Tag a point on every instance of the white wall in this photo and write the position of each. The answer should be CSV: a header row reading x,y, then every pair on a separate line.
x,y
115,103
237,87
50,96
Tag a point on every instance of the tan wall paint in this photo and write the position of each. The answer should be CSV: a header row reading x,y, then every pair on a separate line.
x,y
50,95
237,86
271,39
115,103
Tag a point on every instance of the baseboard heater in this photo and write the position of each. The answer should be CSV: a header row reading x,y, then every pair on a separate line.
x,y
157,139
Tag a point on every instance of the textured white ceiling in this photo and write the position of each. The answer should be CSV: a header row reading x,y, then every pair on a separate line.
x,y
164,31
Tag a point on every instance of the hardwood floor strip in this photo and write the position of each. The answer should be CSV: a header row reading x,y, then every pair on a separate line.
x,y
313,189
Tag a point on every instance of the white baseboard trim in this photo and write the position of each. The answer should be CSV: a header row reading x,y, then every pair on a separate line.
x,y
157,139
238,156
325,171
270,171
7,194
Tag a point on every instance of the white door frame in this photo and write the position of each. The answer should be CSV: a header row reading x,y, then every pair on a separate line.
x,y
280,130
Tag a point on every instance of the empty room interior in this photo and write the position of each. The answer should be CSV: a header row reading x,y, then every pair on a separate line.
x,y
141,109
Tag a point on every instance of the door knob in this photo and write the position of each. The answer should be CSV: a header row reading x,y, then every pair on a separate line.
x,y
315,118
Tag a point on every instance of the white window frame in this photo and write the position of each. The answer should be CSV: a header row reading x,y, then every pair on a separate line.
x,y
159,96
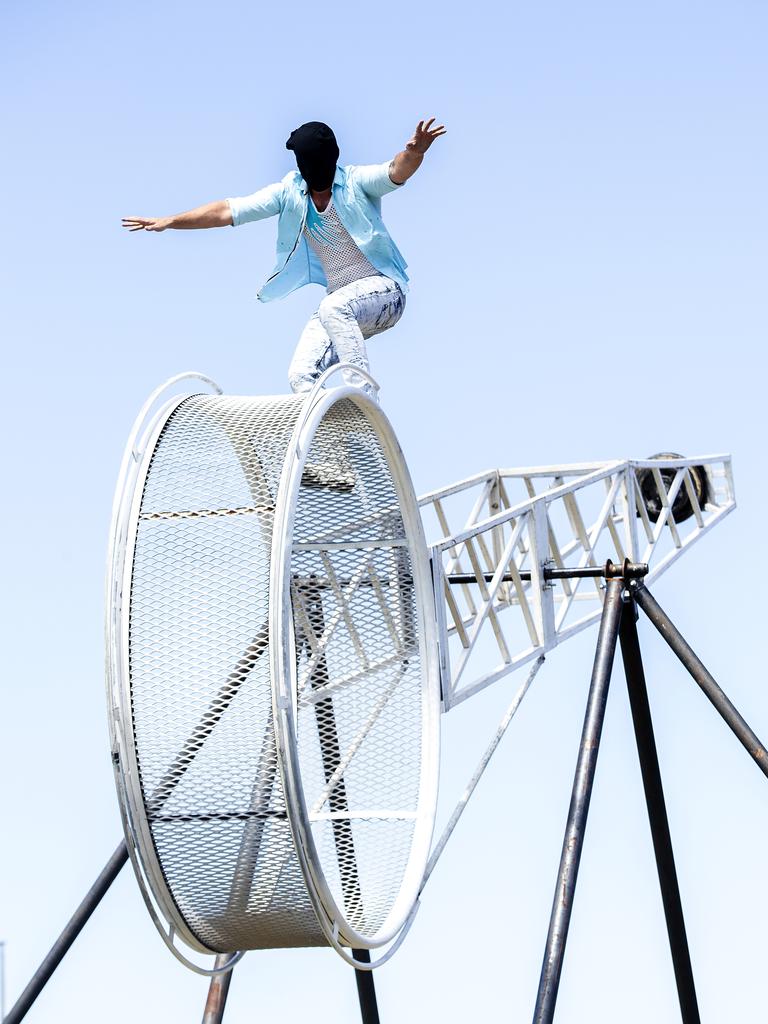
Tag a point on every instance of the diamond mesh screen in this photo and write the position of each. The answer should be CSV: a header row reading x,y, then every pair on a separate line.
x,y
201,687
212,819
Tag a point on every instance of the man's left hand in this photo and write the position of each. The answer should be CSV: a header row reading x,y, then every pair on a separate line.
x,y
424,135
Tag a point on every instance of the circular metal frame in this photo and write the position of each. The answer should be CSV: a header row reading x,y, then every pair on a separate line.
x,y
146,429
335,927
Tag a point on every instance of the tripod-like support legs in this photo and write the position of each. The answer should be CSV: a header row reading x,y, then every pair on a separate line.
x,y
580,802
617,623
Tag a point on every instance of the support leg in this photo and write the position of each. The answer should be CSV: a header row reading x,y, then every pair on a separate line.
x,y
705,679
646,749
217,992
68,936
580,802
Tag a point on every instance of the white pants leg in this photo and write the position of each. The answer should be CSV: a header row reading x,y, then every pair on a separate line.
x,y
337,331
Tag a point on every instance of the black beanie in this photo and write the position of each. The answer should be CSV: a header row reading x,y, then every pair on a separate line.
x,y
316,154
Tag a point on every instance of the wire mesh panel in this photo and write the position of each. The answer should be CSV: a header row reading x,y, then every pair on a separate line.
x,y
365,688
237,850
217,844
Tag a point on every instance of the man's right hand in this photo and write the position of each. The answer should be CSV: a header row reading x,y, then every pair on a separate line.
x,y
146,223
215,214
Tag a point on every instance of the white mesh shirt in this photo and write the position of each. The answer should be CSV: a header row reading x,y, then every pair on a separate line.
x,y
342,260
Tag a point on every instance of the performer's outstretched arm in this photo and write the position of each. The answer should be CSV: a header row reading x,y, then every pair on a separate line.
x,y
217,214
408,163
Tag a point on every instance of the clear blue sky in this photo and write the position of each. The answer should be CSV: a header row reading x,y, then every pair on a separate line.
x,y
588,257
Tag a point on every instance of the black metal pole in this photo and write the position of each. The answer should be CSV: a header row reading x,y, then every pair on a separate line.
x,y
68,936
705,679
217,992
366,989
659,826
580,802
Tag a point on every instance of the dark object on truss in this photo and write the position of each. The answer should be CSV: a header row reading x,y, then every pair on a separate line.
x,y
682,506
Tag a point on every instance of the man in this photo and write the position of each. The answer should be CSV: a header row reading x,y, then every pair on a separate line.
x,y
330,231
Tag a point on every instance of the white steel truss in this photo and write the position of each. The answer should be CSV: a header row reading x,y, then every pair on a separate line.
x,y
517,522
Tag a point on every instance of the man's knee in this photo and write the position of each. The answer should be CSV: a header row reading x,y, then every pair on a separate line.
x,y
331,310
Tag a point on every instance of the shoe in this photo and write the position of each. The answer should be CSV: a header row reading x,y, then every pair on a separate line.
x,y
331,475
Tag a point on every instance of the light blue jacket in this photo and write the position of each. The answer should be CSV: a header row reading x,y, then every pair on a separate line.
x,y
356,196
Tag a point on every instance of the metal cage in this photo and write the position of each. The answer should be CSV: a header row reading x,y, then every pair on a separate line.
x,y
272,671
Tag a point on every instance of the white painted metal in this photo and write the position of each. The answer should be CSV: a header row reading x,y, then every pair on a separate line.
x,y
335,923
526,519
492,528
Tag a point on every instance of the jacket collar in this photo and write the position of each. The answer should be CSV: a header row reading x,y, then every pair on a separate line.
x,y
338,180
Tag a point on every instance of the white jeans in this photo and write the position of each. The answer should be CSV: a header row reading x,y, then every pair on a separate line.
..............................
• **Directions for this task**:
Return the lines from the line containing "Tag a point on every instance of the jacket" to the end of the entries above, exactly as they appear and with no other output.

• **Written solution**:
Tag a point on every instance of the jacket collar in this photo and write the position of each. The answer should be CSV: a header row reading x,y, then every pair on a separate line.
x,y
338,180
Tag a point on every instance of the white jeans in this photo and write the position of each. The answer should be CSV: a header row reading x,y, then every pair on a separate line.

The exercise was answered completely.